◆ ЦИТИРУЕМЫЙ ОТРЫВОК:
────────────────────────────────────────

Время и пространство в литературе
Действительность в ее пространственно-временных координатах различными видами искусства осваивается по-разному. Так, живопись и скульптура изображают предметы в статике, выдвигая на первый план их пространственные очертания и пропорции.
Художественная же литература (в этом отношении ей подобны театр и кино) воспроизводит преимущественно жизненные процессы, протекающие во времени, т. е. человеческую жизнедеятельность, связанную с цепью переживаний, мыслей, намерений, поступков, событий. Сравнив скульптурное изображение героя античной легенды жреца Лаокоона, которого вместе с сыновьями по воле богов задушили змеи, с его словесным изображением в «Энеиде» Вергилия, Лессинг пришел к выводу, что в поэзии воспроизводятся преимущественно действия, т. е. предметы и явления, следующие один за другим во времени. Тяготение литературы к изображению жизненных процессов он убедительно объяснил временной протяженностью человеческой речи. «Знаки выражения, — рассуждал он, — следующие друг за другом, могут обозначать только такие предметы или такие их части, которые и в действительности представляются нам во временной последовательности» (64, 187).
При этом писатель не связан необходимостью запечатлевать текущее время буквально и непосредственно, как это свойственно театру, где в пределах сценического эпизода время, нужное для изображения, полностью совпадает с изображенным временем. В литературном произведении могут быть даны тщательные, подробные характеристики какого-то крайне короткого промежутка времени (например, описание Л. Толстым в «Детстве» чувства, которое испытал Николенька Иртеньев у гроба матери). Чаще писатель дает, напротив, предельно компактные характеристики длительных промежутков времени. Например, в первом абзаце повести Э. Хемингуэя «Старик и море» рассказано, как на протяжении восьми-
десяти четырех дней старого рыбака преследовали неудачи. Писатели как бы растягивают или сжимают время изображаемого действия.
В освоении пространственных соотношений литература уступает другим искусствам, обладающим изобразительностью. Лессинг подчеркивал, что предметы, сосуществующие друг около друга, изображаются главным образом в живописи и скульптуре. При этом он утверждал, что описания неподвижных предметов не должны выдвигаться в литературном произведении на первый план: «То, что глаз охватывает сразу, поэт должен показывать нам медленно, по частям, и нередко случается так, что при восприятии последней части мы уже совершенно забываем о первой... сопоставление тел в пространстве сталкивается здесь с последовательностью речи во времени» (64, 202, 206). В «Лаокооне» отмечается, что большие поэты избегают пространных описаний и стремятся заменить их воспроизведением действий. В качестве примера приводится изображение Гомером щита Ахилла: в «Илиаде» подробно рассказано, как этот щит был выкован Гефестом.

────────────────────────────────────────

◆ ФРАГМЕНТЫ ПЕРЕЧНЯ:

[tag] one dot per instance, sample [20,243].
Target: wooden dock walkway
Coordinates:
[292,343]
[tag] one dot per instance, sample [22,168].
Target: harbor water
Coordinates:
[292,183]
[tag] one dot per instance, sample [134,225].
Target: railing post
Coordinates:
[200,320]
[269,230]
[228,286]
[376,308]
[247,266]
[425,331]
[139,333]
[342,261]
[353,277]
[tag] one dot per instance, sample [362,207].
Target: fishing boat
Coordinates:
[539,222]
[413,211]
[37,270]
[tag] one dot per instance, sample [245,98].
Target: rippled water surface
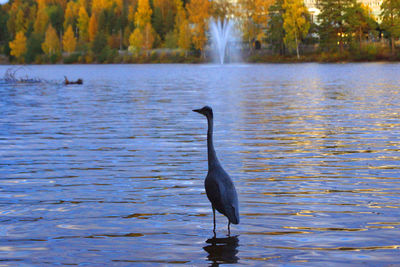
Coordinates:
[111,173]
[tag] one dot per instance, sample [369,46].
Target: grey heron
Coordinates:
[219,187]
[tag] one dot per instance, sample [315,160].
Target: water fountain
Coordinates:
[223,36]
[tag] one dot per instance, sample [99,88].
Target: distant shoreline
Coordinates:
[254,58]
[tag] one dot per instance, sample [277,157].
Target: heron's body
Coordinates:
[219,187]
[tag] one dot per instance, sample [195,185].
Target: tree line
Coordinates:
[36,31]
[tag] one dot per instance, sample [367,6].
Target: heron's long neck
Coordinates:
[212,157]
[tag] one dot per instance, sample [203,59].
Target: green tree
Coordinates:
[56,17]
[198,15]
[34,47]
[333,28]
[295,23]
[275,30]
[391,20]
[42,20]
[51,44]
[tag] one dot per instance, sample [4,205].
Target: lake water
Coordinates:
[111,173]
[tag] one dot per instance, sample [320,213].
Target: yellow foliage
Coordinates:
[71,14]
[51,44]
[83,23]
[136,40]
[148,37]
[143,14]
[93,25]
[69,40]
[18,46]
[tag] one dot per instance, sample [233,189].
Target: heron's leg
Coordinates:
[214,221]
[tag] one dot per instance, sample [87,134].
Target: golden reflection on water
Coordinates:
[116,177]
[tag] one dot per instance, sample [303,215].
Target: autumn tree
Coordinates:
[332,22]
[253,15]
[51,44]
[391,20]
[18,46]
[143,14]
[163,16]
[198,15]
[71,14]
[295,23]
[148,37]
[83,24]
[136,40]
[69,40]
[42,19]
[184,36]
[143,36]
[93,27]
[360,21]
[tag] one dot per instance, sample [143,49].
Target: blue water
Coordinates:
[110,173]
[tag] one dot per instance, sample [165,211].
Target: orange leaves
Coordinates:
[18,46]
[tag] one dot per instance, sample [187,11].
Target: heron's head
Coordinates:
[206,111]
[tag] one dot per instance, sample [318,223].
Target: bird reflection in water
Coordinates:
[222,250]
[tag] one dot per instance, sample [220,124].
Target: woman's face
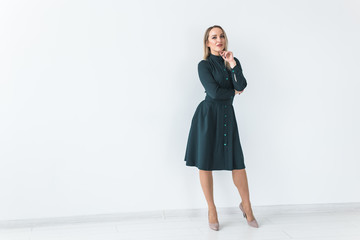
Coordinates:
[216,41]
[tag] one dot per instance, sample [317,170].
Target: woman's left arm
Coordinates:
[237,76]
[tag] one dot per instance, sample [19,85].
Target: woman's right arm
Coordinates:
[211,86]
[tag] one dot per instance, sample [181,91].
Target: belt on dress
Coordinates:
[221,101]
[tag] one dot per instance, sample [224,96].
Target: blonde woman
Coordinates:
[214,142]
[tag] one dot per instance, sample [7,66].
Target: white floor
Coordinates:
[297,222]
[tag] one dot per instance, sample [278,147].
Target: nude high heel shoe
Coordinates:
[252,223]
[213,226]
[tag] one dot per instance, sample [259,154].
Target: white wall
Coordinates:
[96,101]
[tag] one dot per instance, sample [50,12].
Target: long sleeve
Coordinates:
[237,76]
[212,87]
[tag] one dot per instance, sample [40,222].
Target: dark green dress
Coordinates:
[213,142]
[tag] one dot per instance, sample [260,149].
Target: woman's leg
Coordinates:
[241,183]
[206,181]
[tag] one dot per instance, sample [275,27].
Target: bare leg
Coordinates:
[241,183]
[206,181]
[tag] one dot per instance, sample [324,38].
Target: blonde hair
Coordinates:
[207,50]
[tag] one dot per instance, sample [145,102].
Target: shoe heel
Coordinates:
[252,223]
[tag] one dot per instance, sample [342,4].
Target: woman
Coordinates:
[213,142]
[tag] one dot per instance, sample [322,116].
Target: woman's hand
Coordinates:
[238,92]
[228,56]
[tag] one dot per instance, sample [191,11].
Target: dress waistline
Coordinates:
[222,101]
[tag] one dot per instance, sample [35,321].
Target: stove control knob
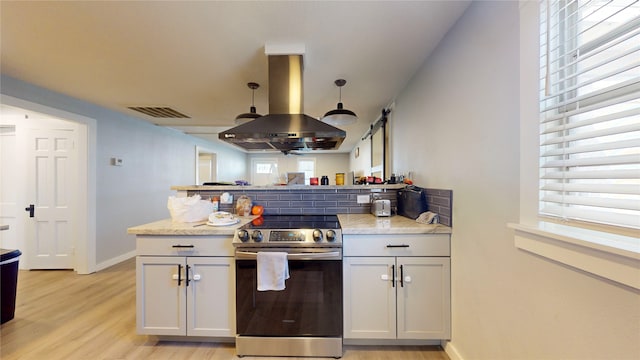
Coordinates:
[243,235]
[317,235]
[256,235]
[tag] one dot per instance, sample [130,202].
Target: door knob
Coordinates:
[31,209]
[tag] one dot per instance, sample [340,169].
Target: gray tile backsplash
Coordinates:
[328,201]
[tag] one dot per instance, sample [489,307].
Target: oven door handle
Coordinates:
[329,255]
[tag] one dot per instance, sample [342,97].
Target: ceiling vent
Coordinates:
[160,112]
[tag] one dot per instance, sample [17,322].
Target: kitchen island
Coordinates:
[396,280]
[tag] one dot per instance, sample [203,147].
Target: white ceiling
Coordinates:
[197,56]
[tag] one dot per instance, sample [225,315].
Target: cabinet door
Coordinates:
[424,307]
[160,301]
[211,307]
[369,298]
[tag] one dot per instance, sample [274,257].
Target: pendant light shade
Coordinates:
[246,117]
[340,115]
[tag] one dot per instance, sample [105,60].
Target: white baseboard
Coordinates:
[116,260]
[451,350]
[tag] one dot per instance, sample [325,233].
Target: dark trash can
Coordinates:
[9,283]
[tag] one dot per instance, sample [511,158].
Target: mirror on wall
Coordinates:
[206,165]
[379,147]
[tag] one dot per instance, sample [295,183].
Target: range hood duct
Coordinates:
[286,127]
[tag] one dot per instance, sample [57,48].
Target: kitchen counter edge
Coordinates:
[282,187]
[168,227]
[351,224]
[367,224]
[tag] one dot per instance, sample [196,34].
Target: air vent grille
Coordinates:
[159,112]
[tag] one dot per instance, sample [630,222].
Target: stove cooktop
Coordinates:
[290,230]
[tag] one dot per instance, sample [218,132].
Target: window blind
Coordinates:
[590,111]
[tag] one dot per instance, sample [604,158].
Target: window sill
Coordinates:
[610,256]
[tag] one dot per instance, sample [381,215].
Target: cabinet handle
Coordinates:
[393,276]
[179,274]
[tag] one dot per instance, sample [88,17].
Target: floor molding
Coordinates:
[116,260]
[451,351]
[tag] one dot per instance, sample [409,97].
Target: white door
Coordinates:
[211,307]
[369,298]
[51,179]
[161,295]
[11,203]
[424,310]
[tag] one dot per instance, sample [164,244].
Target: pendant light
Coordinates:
[340,116]
[246,117]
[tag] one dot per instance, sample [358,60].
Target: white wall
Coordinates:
[326,163]
[507,304]
[155,159]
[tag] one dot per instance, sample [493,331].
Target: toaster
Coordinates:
[381,207]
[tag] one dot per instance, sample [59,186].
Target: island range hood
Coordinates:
[286,127]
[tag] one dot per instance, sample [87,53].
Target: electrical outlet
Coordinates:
[364,199]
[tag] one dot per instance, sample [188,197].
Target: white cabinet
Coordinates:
[397,287]
[182,289]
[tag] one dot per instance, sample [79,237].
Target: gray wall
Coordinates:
[155,159]
[507,304]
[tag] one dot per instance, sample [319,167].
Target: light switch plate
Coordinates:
[363,199]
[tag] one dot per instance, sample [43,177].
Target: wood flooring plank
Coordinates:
[65,316]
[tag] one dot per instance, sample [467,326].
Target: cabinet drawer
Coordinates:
[396,245]
[184,245]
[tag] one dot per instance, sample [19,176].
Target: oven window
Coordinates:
[310,305]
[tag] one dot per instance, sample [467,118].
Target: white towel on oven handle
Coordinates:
[273,270]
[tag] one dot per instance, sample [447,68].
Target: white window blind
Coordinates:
[590,111]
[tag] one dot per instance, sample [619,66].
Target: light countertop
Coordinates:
[284,187]
[350,223]
[168,227]
[353,224]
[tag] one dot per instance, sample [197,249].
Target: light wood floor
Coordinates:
[61,315]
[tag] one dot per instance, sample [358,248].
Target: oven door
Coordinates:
[310,305]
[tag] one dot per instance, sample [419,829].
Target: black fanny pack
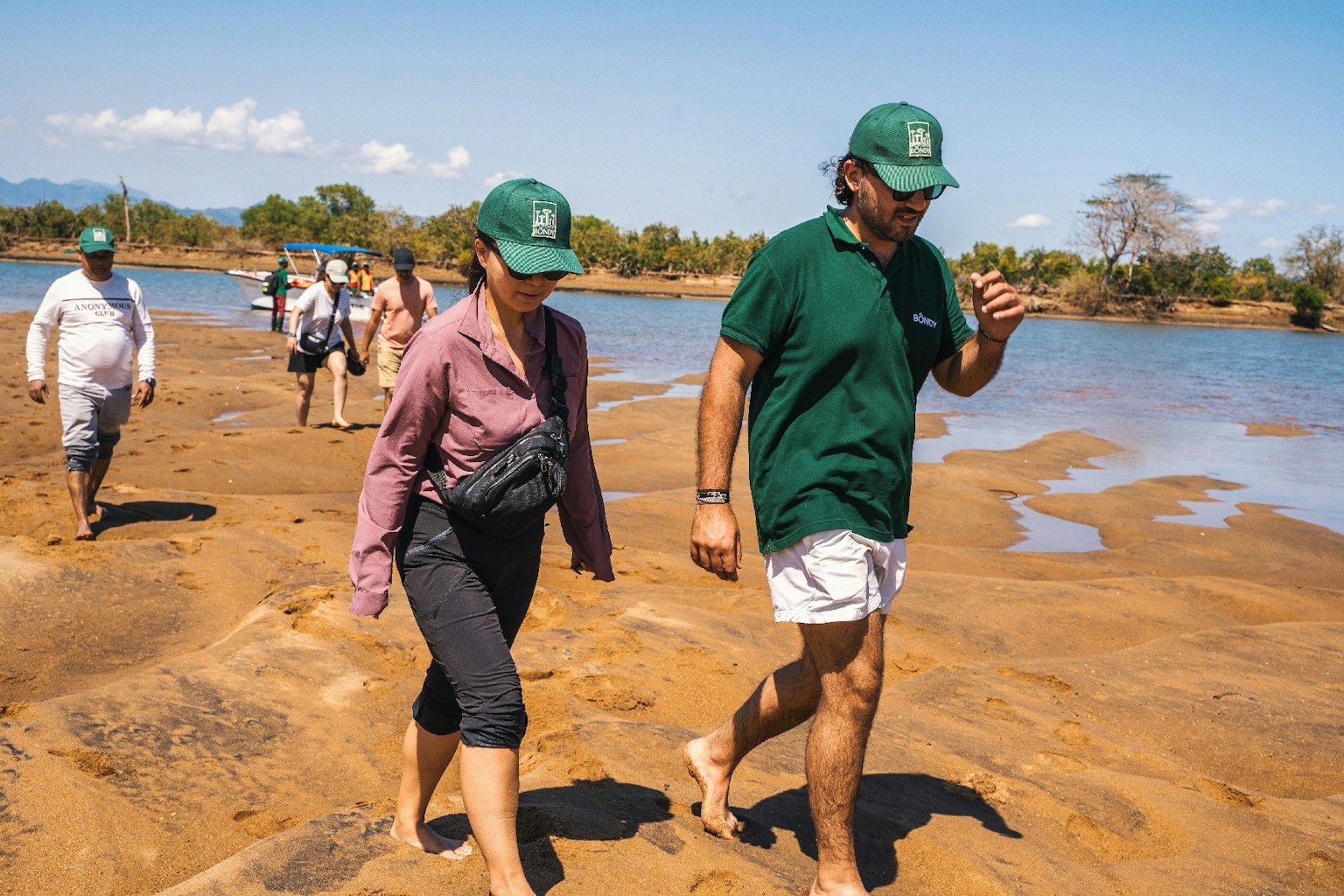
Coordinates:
[515,488]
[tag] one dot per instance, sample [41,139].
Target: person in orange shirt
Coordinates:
[399,305]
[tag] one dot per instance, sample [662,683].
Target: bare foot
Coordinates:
[840,890]
[425,837]
[714,788]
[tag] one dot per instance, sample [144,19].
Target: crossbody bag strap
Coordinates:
[559,407]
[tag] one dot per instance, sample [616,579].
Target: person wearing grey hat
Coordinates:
[104,326]
[399,305]
[323,311]
[835,326]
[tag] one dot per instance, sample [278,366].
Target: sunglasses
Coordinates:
[550,274]
[906,195]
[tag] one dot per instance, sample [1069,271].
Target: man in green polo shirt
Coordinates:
[835,326]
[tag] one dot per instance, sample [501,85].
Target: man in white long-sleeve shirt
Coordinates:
[102,323]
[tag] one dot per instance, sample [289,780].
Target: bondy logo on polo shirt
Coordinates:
[920,140]
[544,220]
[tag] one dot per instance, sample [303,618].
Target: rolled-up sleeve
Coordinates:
[396,459]
[143,329]
[582,509]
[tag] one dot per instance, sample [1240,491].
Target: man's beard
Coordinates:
[882,228]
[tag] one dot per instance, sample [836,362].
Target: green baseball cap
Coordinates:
[905,144]
[529,222]
[97,240]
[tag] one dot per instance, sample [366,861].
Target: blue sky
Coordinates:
[709,116]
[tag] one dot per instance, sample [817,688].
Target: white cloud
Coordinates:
[228,128]
[1206,231]
[1238,208]
[235,128]
[381,158]
[458,160]
[378,158]
[499,178]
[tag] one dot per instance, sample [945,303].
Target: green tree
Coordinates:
[1136,215]
[1308,304]
[1318,258]
[448,236]
[350,214]
[1046,269]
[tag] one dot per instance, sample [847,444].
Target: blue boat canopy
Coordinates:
[332,250]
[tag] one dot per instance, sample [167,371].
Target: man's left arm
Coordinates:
[998,313]
[144,335]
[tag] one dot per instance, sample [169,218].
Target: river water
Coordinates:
[1176,398]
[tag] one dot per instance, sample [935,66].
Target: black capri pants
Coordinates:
[469,592]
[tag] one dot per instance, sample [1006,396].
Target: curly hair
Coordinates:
[834,168]
[476,271]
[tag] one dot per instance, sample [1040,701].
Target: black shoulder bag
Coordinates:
[515,488]
[310,343]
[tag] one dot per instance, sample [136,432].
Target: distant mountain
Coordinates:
[78,193]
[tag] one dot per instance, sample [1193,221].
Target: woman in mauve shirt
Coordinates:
[471,383]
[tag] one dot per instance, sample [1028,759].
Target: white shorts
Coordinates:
[835,577]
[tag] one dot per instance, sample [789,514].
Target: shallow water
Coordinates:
[1175,398]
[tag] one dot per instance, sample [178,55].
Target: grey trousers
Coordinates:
[469,592]
[92,419]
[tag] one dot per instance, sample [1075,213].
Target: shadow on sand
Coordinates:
[890,806]
[130,512]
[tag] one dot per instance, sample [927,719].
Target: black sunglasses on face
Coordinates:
[906,195]
[929,193]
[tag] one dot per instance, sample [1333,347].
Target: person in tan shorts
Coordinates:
[399,306]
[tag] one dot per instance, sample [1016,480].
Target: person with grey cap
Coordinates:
[835,326]
[323,311]
[104,326]
[473,381]
[401,305]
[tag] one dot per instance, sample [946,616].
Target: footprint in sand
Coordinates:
[1062,762]
[606,692]
[1226,794]
[718,883]
[1047,680]
[1073,735]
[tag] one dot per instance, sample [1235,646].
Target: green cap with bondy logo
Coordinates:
[97,240]
[905,144]
[529,222]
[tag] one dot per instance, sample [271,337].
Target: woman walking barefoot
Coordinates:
[313,312]
[473,383]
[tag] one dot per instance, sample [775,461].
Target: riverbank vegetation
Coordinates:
[1136,250]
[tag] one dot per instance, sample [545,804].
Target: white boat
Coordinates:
[252,281]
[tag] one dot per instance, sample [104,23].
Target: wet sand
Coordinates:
[187,707]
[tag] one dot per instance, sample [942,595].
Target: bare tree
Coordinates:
[125,205]
[1136,215]
[1318,258]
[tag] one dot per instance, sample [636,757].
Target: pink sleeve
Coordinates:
[413,422]
[582,509]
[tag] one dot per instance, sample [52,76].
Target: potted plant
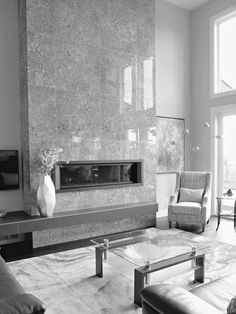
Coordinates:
[46,195]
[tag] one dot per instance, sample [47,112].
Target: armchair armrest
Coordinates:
[168,299]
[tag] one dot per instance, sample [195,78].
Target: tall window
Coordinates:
[224,43]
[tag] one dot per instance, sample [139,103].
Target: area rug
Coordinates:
[66,281]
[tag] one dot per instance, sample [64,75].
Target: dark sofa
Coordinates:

────────────────────────────────────────

◆ ЗАДАНИЕ A:
Кем, согласно отрывку, был выкован щит Ахилла в «Илиаде»?
◆ ЗАДАНИЕ B:
Определите, соответствуют ли отрывку утверждения: (i) живопись и скульптура изображают предметы в статике; (ii) в театре в пределах сценического эпизода время изображения расходится с изображенным временем; (iii) в «Лаокооне» отмечается, что большие поэты предпочитают пространные описания. К каждому ответу «да» или «нет» приведите решающие слова отрывка дословно.
◆ ЗАДАНИЕ C:
Перепишите из отрывка без изменений фрагмент от слов «Время и пространство» до слов «очертания и пропорции.» включительно.
Перечень здесь никакой роли не играет.

◆ ОТВЕТ A:
Гефестом.

◆ ОТВЕТ B:
(i) Да: «живопись и скульптура изображают предметы в статике».
(ii) Нет: «время, нужное для изображения, полностью совпадает с изображенным временем».
(iii) Нет: «большие поэты избегают пространных описаний и стремятся заменить их воспроизведением действий».

◆ ОТВЕТ C:
Время и пространство в литературе
Действительность в ее пространственно-временных координатах различными видами искусства осваивается по-разному. Так, живопись и скульптура изображают предметы в статике, выдвигая на первый план их пространственные очертания и пропорции.